Please copy the entries below word for word.

(Beginning of Provided information)

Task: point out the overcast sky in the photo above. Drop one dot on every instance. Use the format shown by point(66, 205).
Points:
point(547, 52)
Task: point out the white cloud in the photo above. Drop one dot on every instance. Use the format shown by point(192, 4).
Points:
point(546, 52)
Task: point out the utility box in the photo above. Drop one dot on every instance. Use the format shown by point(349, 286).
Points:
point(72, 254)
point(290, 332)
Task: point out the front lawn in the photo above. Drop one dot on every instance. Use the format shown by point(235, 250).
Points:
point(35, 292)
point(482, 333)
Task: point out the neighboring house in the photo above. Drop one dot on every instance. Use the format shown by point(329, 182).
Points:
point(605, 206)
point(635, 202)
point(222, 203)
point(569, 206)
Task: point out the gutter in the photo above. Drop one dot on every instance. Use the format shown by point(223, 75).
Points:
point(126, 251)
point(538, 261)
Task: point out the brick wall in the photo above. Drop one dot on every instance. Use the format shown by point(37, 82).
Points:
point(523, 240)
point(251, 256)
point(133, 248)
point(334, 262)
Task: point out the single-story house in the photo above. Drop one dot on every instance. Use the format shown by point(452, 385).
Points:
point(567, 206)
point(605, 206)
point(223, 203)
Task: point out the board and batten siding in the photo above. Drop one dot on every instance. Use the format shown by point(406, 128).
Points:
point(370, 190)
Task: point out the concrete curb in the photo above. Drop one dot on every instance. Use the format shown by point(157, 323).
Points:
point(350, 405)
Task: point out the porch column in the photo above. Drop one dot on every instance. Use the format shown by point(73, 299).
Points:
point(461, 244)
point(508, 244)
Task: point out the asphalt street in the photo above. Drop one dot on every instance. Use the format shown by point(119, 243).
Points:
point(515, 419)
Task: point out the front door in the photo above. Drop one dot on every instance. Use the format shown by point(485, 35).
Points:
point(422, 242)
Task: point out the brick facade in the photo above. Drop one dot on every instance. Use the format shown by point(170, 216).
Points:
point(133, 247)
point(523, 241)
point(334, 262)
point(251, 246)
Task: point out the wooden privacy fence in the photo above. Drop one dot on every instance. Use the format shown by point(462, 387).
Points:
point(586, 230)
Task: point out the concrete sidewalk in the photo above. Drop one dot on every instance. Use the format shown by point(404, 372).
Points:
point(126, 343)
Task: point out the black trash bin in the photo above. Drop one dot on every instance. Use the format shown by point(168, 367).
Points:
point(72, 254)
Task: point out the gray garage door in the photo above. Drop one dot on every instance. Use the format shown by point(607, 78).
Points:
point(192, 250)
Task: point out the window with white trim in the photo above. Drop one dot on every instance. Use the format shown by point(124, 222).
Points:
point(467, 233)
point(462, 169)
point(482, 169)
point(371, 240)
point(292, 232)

(End of Provided information)

Solution for this exercise:
Task: point out the overcast sky in the photo above. Drop one dot on every instance. Use the format shown by point(66, 205).
Points:
point(547, 52)
Task: point out the white cloud in the photo above. Drop one dot on every instance. Use the format shown by point(192, 4).
Points:
point(546, 52)
Task: point out the utility box in the photo above. Drop one dot on every instance. Use the format shown by point(349, 286).
Points:
point(72, 254)
point(290, 332)
Task: point out the front lawn in the photo above. Drop one dot on every instance. Use the format shown by point(235, 250).
Points:
point(35, 292)
point(482, 333)
Task: point out the neighboring house in the photo above. Drop one dot on every instance. Use the format shown by point(329, 182).
Points:
point(605, 206)
point(635, 202)
point(222, 203)
point(569, 206)
Task: point out the gutter in the photo above. Drop one dot on every instance. Use the format shown by point(223, 75).
Points:
point(126, 251)
point(538, 261)
Task: point out the brick wall in the photo above. Drop one dot on every instance. Use the format shown by point(37, 82).
Points:
point(523, 240)
point(251, 256)
point(133, 248)
point(334, 262)
Task: point out the single-story house in the photo above. Drop one dot on every instance. Use the format shown by point(452, 385).
Points:
point(567, 206)
point(605, 206)
point(223, 203)
Task: point out the board and batten siding in the photo above. Drop one dot on every instance. Use the format shown by point(406, 128).
Points:
point(370, 190)
Task: point out the concrete curb in the photo above. Drop one dot on every instance. Use the format shown by point(157, 323).
Points:
point(350, 405)
Task: point out the porch column in the photo above. Drop one dot on every instance. Use the format shown by point(73, 299).
Points:
point(461, 244)
point(508, 244)
Task: point out the asphalt street in the photo above. Drop one dot on every instance. Use the format shown by point(119, 243).
Points:
point(515, 419)
Task: point out the front door in the photo above. Drop one dot on every instance. Use the format shown by point(485, 35).
Points:
point(422, 242)
Task: point out the brick facade in the photo above. Drop one dot on every instance. Use the format shown by point(170, 216).
Points:
point(133, 247)
point(523, 241)
point(334, 262)
point(251, 246)
Task: point out the wooden privacy fence in the photo above. Drop one dot on every instance. Use the format shown by point(462, 387).
Points:
point(586, 230)
Task: point out the concrete sidewalk in the photo above. Drop one dot on every instance. Use the format shown by point(404, 372).
Points:
point(126, 343)
Task: point out the black trash bin in the photo above. Drop one dot on every instance. Use the format shown by point(168, 367).
Points:
point(72, 254)
Task: point out the gray garage door in the photo above. Drop one dot on every instance. Use the format shown by point(607, 78).
Points:
point(192, 250)
Task: point out the window with white trim in the photo above. Drop one dot on every instance. Use the format shown by point(124, 222).
Points:
point(467, 233)
point(462, 169)
point(482, 169)
point(371, 240)
point(292, 232)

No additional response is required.